# Selected passage:
- Born: July 24, 1918 Near Lyman, Washington, U.S.
- Died: December 19, 2008 (aged 90)
- Spouse: ; Percy Woodcock ​ ​(m. 1936, divorced)​ ; Bob Coy ​(m. 1942)​ ; Henry Donald Hilbert ​ ​(m. 1945, died)​ ;
- Children: 3

= Vi Hilbert =

Native American tribal elder (1918–2008)

Vi Hilbert (taqʷšəblu; ; July 24, 1918 – December 19, 2008) was an Upper Skagit elder and conservationist of her traditional culture and of the Lushootseed language, of which she was the last fully fluent heritage speaker. She taught Lushootseed at the University of Washington for 17 years (1971–1988), where she also transcribed and translated Lushootseed recordings from the 1950s. This work is preserved in the university's audio library.

Hilbert was an enrolled member of the Upper Skagit Indian Tribe, a tribe located in Skagit County, Washington. She was named a Washington Living Treasure in 1989, and received a National Heritage Fellowship from the National Endowment for the Arts, presented by President Bill Clinton, in 1994. She co-wrote Lushootseed grammars and dictionaries, partially with linguist Thom Hess, and published books of stories, teachings, and place names related to her native region, the Puget Sound (x̌ʷəlč).

== Early life and education ==
Vi Anderson was born to Charlie (ʔadsəd) and Louise (tsi sqʷux̌ʷaɬ) Anderson on July 24, 1918, near Lyman, Washington (slux̌ʷ), on the Skagit River. She was the only one of their eight children to live past the age of 3. Her parents spoke Lushootseed with each other and their friends, which encouraged the young Hilbert to begin to learn the language. Her father was a fisherman, a logger, and a canoe maker, whose canoe the "Question Mark" is housed in the Smithsonian Museum Archive. Hilbert's family mainly traveled by canoe when she was a child. She went berry picking with her family during the summers, and often went fishing with her dad at night on the Skagit River for King salmon, chum, silvers, and steelhead.

The family moved frequently in search of work, which resulted in Hilbert attending 15 different schools. For a while, she attended a boarding school at Tulalip. This was a U.S. Government-run Indian residential school, which were known for their abusive treatment of students in an effort to erase their culture. A previous attendee of the Tulalip school recalled the whippings that students received for speaking in their native languages, which had the effect of causing their generation to only speak English: "Believe me, we never talked 'Indian' at the school again...I gave a talk somewhere to a group, and I explained the reason why we seldom spoke Indian: it was beaten out of us." Hilbert recalled of her own time at the school:^{:24-25}

Many people resented the discipline there. English was spoken—only—unless we were hiding in the corner there someplace talking to each other about
something we didn’t like. So very few people were speaking the language, they didn’t have to enforce it anymore. They had already got it out of the generation before me.

# Given request:
In the biography of Vi Hilbert, for how many years did she teach Lushootseed at the University of Washington?

# Data provided:
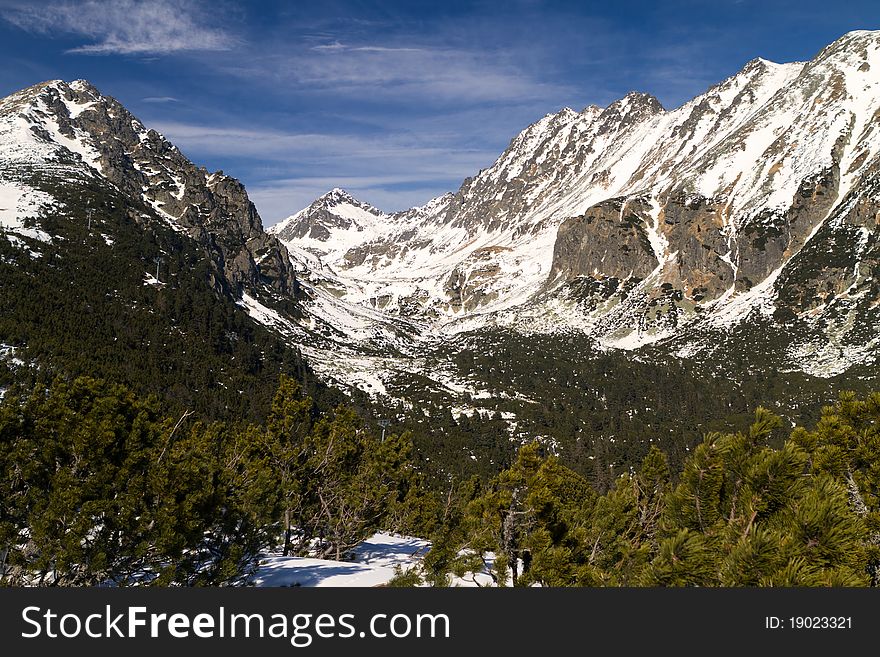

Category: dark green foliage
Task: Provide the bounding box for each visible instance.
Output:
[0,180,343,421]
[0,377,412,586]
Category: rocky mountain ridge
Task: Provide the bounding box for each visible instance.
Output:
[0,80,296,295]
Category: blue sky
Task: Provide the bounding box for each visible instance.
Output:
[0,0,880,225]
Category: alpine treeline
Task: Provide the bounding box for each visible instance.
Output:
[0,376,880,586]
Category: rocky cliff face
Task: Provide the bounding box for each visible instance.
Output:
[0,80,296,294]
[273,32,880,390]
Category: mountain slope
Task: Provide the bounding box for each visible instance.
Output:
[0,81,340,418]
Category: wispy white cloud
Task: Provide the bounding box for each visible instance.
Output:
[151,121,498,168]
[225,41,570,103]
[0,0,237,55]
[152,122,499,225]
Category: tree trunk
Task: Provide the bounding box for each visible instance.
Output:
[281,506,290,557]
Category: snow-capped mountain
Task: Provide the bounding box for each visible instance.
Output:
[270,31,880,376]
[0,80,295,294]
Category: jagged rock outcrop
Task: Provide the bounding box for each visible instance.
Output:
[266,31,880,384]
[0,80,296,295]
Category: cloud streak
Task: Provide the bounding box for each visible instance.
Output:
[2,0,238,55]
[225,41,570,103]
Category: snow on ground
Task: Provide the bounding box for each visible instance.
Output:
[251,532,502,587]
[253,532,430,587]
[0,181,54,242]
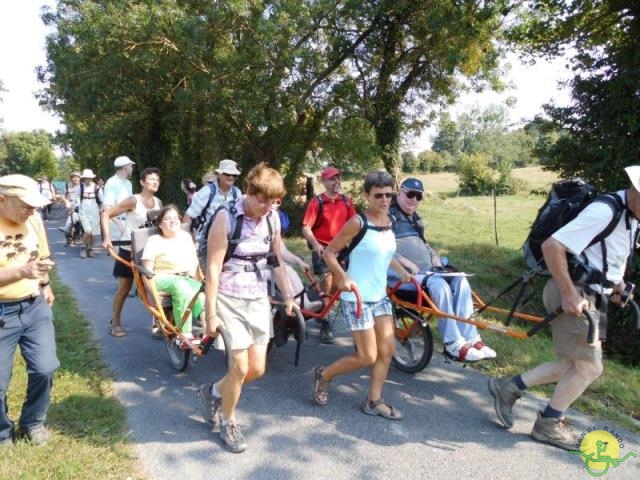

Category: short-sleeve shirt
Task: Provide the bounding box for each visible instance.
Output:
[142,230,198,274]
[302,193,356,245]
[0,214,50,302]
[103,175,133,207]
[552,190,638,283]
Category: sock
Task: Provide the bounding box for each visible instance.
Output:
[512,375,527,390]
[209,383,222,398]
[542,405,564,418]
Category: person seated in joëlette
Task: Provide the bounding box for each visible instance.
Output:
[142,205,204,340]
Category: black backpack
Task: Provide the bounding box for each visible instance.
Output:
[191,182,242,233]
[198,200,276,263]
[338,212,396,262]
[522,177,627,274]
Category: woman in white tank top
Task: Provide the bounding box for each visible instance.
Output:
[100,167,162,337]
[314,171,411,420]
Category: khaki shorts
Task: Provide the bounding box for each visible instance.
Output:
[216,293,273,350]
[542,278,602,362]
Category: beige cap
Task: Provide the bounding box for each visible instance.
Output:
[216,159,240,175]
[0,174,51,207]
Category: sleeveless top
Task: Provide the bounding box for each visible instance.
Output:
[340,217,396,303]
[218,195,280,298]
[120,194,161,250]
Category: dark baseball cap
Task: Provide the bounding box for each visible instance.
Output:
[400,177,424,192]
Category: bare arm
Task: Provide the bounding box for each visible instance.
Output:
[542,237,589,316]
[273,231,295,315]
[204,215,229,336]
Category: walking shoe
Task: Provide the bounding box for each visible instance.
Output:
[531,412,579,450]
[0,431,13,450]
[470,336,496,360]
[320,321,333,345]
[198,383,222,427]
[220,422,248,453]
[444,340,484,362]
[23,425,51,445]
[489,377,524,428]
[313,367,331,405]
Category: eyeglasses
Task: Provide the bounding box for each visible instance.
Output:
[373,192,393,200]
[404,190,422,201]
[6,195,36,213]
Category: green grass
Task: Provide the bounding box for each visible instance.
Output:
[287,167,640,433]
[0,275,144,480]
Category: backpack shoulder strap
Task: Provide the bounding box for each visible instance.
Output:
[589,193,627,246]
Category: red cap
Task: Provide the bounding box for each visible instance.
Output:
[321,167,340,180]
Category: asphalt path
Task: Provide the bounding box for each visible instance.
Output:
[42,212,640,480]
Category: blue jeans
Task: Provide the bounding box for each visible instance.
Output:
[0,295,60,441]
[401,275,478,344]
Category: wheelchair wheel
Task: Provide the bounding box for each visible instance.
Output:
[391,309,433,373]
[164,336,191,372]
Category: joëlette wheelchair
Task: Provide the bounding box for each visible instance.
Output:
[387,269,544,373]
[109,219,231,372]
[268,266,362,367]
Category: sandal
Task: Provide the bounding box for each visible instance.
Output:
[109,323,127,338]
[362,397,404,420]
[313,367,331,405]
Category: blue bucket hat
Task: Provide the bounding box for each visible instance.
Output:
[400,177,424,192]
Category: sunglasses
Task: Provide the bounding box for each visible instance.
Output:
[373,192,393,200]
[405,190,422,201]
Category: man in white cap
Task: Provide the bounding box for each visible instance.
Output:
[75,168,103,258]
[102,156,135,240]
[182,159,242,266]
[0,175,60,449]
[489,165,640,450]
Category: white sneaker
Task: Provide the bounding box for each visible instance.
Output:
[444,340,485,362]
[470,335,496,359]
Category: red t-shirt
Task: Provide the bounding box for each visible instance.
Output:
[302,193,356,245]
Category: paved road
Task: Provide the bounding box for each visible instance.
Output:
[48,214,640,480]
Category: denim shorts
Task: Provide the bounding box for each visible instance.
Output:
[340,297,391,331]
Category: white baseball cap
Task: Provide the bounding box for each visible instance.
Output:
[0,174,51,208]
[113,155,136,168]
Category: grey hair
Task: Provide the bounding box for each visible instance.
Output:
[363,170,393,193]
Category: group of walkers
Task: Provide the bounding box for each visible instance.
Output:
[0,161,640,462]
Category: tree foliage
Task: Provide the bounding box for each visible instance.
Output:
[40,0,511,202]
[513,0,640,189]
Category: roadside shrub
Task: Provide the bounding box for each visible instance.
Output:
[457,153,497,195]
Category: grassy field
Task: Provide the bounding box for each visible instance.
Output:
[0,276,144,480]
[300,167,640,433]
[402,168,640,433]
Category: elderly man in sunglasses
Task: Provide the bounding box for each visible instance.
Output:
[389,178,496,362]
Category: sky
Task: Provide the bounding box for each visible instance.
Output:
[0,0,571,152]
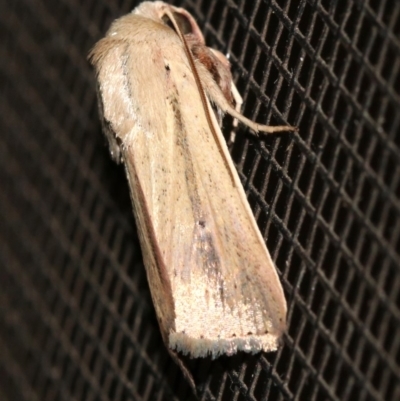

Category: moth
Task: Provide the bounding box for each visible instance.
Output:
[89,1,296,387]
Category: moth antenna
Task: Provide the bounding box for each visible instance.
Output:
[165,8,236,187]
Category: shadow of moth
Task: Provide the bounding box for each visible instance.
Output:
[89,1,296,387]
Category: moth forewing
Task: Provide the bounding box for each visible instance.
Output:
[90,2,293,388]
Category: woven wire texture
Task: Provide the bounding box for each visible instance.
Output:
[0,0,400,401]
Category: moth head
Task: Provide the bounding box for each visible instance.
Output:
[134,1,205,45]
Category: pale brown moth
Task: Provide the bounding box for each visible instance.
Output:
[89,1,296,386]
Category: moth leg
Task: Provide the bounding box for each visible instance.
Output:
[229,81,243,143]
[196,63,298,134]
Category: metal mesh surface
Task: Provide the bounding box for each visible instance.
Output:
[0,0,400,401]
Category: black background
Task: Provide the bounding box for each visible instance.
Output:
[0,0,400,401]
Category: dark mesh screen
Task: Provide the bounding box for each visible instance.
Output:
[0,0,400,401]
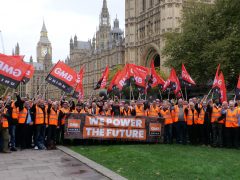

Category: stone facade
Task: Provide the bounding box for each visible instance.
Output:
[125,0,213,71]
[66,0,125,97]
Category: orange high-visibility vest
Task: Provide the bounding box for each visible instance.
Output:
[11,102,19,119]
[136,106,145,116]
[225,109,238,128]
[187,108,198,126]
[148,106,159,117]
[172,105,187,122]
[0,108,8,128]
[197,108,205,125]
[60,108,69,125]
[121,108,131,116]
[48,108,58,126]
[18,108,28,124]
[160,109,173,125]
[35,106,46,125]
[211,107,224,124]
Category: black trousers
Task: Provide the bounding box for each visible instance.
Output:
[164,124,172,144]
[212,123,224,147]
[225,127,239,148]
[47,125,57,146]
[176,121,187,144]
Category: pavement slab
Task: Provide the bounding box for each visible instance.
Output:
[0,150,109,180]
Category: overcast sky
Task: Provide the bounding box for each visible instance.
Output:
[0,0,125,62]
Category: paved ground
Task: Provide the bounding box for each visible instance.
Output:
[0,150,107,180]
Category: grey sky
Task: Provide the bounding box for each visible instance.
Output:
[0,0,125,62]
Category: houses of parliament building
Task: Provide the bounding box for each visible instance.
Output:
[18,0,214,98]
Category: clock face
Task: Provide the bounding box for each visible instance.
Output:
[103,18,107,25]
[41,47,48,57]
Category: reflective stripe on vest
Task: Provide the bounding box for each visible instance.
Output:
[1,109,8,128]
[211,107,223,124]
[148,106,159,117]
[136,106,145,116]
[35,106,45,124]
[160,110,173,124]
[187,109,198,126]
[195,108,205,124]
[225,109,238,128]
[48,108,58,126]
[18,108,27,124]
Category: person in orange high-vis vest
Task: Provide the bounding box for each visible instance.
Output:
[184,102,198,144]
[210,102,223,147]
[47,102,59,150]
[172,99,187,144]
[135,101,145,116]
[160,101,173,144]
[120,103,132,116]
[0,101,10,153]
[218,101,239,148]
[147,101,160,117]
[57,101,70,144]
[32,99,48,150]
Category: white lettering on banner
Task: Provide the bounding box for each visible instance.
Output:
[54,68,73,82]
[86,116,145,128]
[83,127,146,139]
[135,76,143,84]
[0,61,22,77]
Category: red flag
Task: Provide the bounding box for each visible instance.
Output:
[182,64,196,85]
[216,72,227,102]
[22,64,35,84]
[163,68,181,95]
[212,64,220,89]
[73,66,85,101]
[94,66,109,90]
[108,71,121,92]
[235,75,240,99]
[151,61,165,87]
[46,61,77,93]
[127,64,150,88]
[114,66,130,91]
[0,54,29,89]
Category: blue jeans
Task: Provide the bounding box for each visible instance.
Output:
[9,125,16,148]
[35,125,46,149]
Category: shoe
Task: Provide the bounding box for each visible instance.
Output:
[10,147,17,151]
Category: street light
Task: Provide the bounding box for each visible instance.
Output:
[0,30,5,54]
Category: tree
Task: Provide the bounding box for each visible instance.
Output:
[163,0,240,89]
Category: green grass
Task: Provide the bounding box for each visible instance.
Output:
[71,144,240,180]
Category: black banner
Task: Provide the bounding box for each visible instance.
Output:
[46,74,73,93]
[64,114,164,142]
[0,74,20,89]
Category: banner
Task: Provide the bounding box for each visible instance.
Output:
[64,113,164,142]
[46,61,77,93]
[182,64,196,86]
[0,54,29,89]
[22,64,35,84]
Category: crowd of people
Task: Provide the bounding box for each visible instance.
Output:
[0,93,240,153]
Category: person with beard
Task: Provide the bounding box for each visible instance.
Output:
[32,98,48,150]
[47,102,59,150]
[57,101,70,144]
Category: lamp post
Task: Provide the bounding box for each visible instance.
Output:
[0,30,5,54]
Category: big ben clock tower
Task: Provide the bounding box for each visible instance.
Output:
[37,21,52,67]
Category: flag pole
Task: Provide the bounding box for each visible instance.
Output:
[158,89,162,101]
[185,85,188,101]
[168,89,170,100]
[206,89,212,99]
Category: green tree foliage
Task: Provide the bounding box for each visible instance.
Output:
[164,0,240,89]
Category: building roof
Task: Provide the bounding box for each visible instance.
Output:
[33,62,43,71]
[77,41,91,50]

# Result for this exercise:
She taught there for 17 years, from 1971 to 1988.